Stored data:
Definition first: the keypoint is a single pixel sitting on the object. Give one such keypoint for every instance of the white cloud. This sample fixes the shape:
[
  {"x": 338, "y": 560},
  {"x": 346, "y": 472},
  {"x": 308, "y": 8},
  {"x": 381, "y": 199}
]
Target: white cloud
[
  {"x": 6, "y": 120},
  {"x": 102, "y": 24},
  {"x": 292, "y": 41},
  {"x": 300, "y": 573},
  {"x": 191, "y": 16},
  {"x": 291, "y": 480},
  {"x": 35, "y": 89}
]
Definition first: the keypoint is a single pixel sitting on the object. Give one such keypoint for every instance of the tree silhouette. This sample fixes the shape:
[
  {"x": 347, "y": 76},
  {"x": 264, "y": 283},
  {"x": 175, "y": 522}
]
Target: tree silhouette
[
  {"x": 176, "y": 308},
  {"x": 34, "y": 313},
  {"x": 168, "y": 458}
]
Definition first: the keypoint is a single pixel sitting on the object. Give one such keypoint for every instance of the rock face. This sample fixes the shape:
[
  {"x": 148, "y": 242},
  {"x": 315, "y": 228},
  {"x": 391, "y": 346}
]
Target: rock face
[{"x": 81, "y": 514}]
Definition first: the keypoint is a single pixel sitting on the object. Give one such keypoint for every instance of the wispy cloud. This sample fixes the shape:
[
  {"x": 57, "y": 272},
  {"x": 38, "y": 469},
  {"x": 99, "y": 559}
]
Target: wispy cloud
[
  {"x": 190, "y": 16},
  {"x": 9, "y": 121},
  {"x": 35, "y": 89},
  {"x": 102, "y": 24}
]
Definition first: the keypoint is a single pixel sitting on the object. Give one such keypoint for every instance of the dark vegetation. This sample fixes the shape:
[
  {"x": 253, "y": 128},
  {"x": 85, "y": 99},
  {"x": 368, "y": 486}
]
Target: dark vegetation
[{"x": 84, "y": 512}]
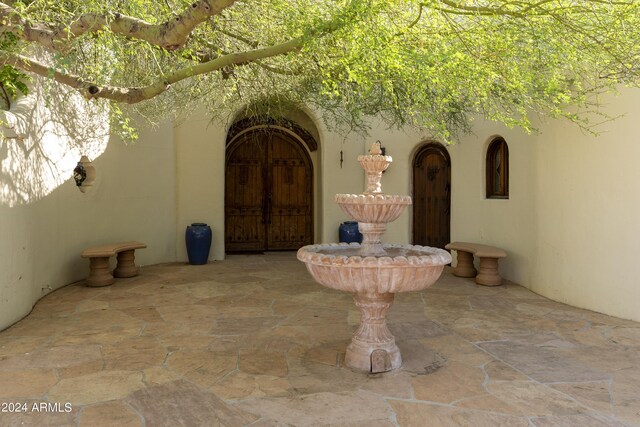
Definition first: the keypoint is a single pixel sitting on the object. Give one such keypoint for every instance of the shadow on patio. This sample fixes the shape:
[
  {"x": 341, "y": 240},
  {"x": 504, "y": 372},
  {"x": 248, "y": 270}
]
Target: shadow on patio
[{"x": 253, "y": 340}]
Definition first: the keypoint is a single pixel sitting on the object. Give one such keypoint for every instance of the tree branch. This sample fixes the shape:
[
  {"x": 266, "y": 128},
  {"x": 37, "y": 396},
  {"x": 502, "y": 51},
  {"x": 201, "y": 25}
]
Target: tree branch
[
  {"x": 170, "y": 35},
  {"x": 133, "y": 95}
]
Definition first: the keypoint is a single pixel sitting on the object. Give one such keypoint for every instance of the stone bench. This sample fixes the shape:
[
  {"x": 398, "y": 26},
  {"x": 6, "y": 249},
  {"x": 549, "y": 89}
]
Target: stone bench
[
  {"x": 99, "y": 272},
  {"x": 488, "y": 274}
]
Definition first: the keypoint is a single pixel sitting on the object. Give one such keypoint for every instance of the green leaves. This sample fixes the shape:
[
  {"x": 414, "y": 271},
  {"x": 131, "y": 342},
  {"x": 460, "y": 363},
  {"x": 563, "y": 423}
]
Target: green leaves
[
  {"x": 12, "y": 84},
  {"x": 433, "y": 64}
]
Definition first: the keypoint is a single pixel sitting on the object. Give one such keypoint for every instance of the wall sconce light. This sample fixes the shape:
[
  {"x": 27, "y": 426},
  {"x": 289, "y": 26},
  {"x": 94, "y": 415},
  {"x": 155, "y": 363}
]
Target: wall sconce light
[{"x": 84, "y": 174}]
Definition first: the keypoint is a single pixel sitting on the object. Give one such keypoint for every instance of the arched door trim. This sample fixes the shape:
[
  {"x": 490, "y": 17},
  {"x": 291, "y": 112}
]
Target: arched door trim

Problem description: Turn the lines starting at the one containing "of the green" and ending at the last line of the entries into a JSON list of strings, one string per line, leaving out blank lines.

Solution for this exercise:
[
  "Definition first: the keypoint is a single pixel sitting on the object. Give one such keypoint for every instance of the green leaves. This sample fixes the shape:",
  "[",
  "  {\"x\": 414, \"y\": 271},",
  "  {\"x\": 131, \"y\": 342},",
  "  {\"x\": 460, \"y\": 363},",
  "  {\"x\": 563, \"y\": 423}",
  "]",
  "Target: green leaves",
  "[",
  "  {\"x\": 12, \"y\": 84},",
  "  {\"x\": 433, \"y\": 64}",
  "]",
  "Definition first: the keypoint is a single pixel sitting on the object. Give one such keypoint for every instance of the wall sconce light. This sample fixes the shape:",
  "[",
  "  {\"x\": 27, \"y\": 426},",
  "  {\"x\": 289, \"y\": 26},",
  "  {\"x\": 94, \"y\": 415},",
  "  {\"x\": 155, \"y\": 363}",
  "]",
  "Target: wall sconce light",
  "[{\"x\": 84, \"y\": 174}]",
  "Definition first: the keypoint is a single pixel sitting on the object. Give one such keypoint for every instance of the arched door trim. This sample fixes the shape:",
  "[",
  "  {\"x\": 490, \"y\": 17},",
  "  {\"x\": 291, \"y\": 112}",
  "]",
  "Target: arched door trim"
]